[Opening Provided records section]
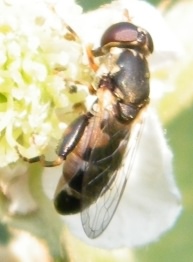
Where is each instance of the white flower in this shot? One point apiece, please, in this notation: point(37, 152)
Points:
point(151, 201)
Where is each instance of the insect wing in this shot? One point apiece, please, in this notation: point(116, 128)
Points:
point(107, 187)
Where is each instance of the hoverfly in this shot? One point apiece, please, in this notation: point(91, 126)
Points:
point(97, 147)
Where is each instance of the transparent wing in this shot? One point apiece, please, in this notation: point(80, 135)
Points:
point(102, 192)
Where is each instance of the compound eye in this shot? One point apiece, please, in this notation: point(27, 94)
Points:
point(120, 33)
point(141, 38)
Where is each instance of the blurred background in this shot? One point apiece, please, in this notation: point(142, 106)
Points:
point(176, 112)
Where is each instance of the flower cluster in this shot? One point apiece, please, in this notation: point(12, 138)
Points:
point(39, 61)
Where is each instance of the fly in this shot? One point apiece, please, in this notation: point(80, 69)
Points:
point(97, 147)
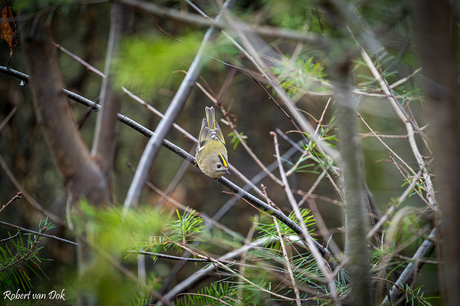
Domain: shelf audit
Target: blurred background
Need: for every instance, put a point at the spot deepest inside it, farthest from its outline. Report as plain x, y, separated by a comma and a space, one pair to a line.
151, 65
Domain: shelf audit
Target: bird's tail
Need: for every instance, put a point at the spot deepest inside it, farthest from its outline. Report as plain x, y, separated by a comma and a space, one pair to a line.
210, 117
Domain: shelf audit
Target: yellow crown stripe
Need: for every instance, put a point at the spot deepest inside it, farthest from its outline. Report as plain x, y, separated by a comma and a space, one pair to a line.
222, 159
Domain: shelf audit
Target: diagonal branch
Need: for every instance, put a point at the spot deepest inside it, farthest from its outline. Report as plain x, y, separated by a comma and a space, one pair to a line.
178, 102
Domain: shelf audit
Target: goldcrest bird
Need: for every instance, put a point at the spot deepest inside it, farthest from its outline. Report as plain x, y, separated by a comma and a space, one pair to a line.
211, 154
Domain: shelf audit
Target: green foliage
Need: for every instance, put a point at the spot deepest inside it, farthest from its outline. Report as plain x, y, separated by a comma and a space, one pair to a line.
116, 233
293, 14
182, 231
216, 294
268, 228
146, 63
21, 257
300, 76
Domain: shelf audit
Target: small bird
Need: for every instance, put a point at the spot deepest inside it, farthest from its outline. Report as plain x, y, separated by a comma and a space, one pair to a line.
211, 153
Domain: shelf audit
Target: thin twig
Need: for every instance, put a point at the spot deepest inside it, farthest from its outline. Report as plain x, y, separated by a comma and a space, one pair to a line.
78, 59
176, 105
237, 134
38, 233
430, 193
17, 196
7, 118
28, 197
310, 242
392, 208
183, 154
286, 258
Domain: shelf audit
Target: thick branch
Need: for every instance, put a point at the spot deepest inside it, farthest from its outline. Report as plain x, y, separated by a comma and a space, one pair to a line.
356, 219
81, 174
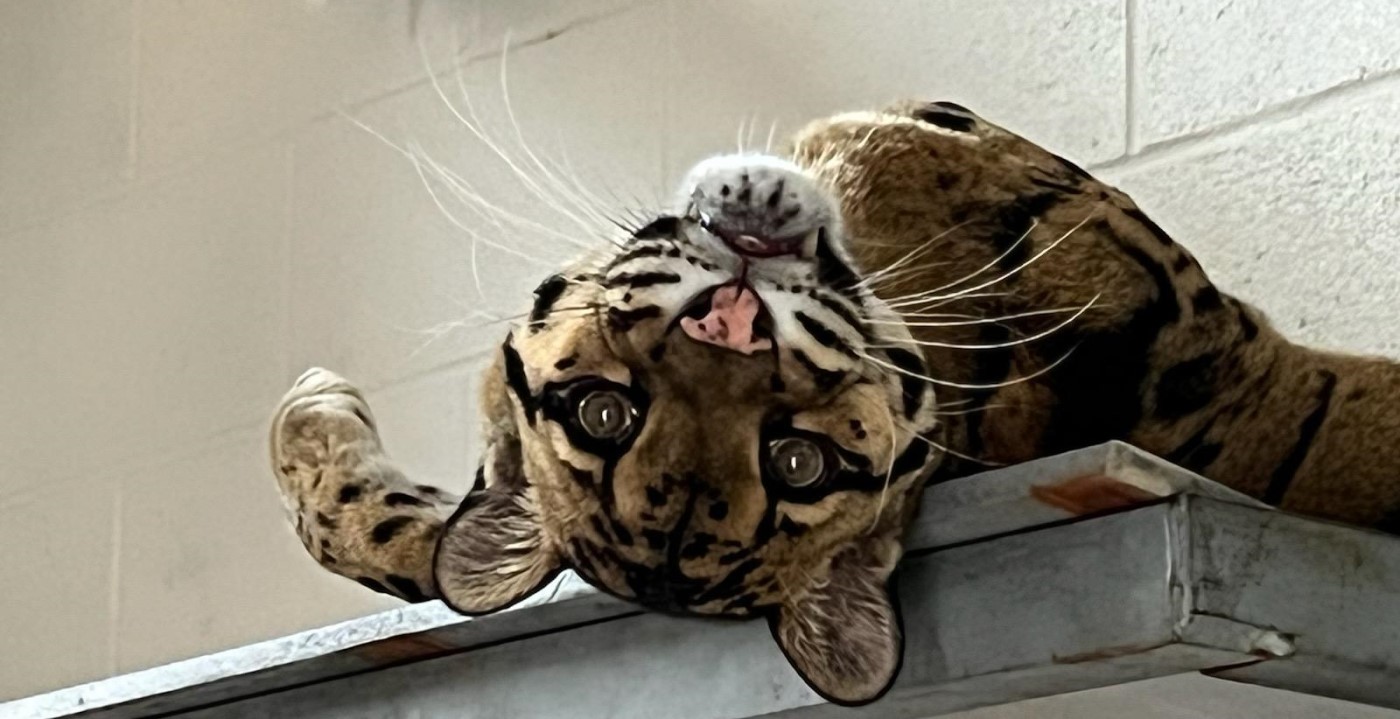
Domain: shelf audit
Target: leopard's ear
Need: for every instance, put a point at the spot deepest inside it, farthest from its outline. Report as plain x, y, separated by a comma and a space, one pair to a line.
492, 551
843, 637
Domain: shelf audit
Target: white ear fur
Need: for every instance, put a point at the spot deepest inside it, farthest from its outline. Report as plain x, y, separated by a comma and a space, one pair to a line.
844, 637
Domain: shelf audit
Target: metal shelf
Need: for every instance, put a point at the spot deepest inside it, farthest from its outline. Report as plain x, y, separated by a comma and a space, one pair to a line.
1004, 599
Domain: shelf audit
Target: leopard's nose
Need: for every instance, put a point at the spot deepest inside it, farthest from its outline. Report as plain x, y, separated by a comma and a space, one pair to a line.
730, 322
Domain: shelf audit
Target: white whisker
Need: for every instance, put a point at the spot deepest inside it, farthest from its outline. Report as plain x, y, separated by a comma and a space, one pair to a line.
961, 385
1022, 266
1011, 343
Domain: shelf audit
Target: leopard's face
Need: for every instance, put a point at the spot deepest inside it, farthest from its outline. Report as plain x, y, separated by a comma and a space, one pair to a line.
717, 418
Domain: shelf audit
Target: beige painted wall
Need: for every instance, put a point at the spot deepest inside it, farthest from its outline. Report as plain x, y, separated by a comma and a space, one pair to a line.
188, 220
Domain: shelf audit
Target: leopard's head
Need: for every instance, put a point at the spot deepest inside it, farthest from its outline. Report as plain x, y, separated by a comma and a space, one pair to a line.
716, 418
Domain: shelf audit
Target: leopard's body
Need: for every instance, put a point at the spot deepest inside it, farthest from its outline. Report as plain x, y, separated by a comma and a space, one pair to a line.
653, 421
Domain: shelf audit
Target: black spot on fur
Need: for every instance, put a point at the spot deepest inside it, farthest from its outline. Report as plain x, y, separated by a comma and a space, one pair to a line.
406, 586
1110, 365
639, 280
791, 528
403, 500
662, 227
948, 120
1187, 386
622, 533
699, 546
951, 107
742, 603
825, 379
1283, 476
546, 294
840, 309
833, 272
374, 585
910, 459
823, 335
1150, 225
626, 319
518, 382
1012, 220
1248, 328
734, 556
581, 476
388, 529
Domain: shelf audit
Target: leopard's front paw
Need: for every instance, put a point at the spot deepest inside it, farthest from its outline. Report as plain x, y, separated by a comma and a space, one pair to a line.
759, 204
322, 418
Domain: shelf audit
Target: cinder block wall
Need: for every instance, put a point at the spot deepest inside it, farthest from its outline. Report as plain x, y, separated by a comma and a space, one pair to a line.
188, 218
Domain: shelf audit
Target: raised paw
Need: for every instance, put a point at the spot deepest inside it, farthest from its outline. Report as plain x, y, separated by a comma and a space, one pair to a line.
322, 418
759, 204
353, 509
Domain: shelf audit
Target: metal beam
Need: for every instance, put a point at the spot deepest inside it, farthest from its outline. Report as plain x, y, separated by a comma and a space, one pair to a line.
1004, 599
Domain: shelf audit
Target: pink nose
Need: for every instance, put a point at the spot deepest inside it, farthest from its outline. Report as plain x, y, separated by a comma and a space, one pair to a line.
730, 321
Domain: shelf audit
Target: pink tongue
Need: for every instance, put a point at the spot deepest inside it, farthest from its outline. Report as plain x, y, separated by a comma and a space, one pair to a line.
730, 322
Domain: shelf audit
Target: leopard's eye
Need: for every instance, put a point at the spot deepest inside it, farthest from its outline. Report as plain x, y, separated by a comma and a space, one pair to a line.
605, 414
797, 462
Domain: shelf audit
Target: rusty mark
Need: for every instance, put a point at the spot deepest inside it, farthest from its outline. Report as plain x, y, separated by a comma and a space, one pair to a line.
1089, 494
401, 649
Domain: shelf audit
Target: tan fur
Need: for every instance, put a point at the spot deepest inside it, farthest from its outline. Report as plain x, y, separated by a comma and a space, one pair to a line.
903, 181
984, 244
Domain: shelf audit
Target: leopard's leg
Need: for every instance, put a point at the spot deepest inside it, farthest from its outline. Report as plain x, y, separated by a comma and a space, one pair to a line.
352, 508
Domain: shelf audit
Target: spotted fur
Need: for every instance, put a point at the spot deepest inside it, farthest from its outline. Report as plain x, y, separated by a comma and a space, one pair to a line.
1162, 358
940, 252
682, 515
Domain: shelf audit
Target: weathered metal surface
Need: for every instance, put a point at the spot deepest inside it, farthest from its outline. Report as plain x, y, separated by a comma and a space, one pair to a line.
1004, 599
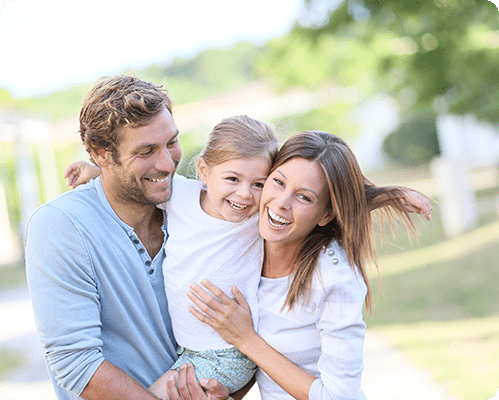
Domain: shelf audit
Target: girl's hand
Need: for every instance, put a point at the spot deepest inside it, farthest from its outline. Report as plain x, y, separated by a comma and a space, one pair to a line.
230, 318
417, 202
80, 172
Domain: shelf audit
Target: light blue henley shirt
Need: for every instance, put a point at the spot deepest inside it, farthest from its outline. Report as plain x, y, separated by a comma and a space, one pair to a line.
96, 293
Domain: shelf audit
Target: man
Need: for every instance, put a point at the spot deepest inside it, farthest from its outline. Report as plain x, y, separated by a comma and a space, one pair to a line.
94, 255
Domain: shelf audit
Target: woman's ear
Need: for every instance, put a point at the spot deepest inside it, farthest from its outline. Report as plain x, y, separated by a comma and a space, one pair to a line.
202, 170
326, 219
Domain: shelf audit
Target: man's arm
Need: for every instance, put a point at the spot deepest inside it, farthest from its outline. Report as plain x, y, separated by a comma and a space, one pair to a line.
109, 383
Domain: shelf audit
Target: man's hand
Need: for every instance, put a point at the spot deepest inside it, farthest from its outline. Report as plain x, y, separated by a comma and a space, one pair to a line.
187, 386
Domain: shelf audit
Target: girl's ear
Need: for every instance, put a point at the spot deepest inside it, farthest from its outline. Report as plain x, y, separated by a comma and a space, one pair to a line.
202, 170
101, 157
326, 219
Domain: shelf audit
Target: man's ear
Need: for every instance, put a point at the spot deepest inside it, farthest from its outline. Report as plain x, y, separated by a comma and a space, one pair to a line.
202, 170
101, 157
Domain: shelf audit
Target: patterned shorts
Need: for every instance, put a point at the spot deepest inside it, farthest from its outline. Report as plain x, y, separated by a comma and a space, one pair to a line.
228, 366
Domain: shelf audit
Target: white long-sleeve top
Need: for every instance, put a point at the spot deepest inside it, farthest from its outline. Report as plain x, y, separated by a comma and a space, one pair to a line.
202, 247
325, 336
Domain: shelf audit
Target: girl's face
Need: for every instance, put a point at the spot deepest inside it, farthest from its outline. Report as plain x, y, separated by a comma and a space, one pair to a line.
234, 187
294, 200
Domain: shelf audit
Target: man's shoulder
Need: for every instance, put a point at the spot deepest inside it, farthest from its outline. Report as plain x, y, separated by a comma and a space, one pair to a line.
79, 201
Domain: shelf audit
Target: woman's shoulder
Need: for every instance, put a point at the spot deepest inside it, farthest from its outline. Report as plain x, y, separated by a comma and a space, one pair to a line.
335, 270
333, 256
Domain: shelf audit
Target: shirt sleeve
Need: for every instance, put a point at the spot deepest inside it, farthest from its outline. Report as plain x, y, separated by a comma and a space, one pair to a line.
340, 323
64, 295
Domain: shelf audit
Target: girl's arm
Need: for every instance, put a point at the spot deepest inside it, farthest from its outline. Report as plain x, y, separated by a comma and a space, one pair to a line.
231, 319
80, 172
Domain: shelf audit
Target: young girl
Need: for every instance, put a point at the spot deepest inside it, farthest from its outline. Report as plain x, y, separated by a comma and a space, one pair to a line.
213, 234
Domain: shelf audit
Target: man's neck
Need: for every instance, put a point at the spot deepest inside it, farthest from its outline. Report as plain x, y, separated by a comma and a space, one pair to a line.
145, 219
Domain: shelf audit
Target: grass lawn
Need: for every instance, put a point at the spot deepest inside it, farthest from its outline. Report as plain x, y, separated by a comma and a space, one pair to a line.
439, 303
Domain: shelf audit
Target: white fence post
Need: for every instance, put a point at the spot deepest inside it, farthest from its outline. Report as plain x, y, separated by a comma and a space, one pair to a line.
458, 206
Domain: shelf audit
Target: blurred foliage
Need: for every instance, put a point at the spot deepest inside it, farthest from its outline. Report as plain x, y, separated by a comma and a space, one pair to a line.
439, 53
57, 105
415, 142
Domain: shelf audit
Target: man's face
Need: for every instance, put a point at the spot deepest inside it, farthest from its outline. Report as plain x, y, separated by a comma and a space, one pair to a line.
148, 158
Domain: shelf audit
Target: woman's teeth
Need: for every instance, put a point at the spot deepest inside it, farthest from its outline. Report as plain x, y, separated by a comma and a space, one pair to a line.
277, 221
237, 206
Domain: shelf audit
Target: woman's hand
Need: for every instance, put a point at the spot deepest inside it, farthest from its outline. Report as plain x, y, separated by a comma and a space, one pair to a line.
230, 318
417, 202
80, 172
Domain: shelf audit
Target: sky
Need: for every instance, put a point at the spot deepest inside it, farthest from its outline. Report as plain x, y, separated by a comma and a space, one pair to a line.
47, 45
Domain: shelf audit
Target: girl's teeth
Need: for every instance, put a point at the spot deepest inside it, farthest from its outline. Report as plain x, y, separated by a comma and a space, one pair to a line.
158, 180
237, 206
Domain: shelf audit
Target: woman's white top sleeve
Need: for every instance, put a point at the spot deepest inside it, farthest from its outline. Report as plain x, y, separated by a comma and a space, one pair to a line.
324, 336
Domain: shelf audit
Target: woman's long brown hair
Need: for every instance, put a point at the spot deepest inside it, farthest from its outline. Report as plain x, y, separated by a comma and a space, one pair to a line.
351, 198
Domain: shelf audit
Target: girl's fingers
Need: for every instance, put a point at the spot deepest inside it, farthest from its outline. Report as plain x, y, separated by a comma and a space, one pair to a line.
208, 310
216, 291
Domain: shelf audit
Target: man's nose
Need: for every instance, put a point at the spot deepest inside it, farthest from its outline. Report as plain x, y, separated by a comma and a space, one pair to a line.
165, 161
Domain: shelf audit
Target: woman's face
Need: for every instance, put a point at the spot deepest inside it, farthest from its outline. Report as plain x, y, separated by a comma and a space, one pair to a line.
294, 200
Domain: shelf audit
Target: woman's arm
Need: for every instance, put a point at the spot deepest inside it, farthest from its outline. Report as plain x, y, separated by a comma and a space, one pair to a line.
231, 319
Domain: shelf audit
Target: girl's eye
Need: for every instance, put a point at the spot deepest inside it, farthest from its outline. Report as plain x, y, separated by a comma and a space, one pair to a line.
173, 142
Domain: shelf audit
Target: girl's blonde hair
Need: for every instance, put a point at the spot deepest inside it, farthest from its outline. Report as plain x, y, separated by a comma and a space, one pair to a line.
351, 197
239, 137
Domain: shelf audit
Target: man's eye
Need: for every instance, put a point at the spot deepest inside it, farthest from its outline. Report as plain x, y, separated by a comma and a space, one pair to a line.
173, 142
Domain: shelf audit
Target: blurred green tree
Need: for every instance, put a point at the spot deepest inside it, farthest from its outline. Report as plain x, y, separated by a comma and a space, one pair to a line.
440, 54
415, 141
[Closing Provided records section]
- _Your objective_: Find the lines above that contain the word "white" and copy each one.

- _Result_:
Where is each instance of the white flower in this shot? One point apiece, please, in this notation: point(37, 152)
Target: white ear fur
Target: white whisker
Target: white long-sleeve top
Target: white fence post
Target: woman's white top sleeve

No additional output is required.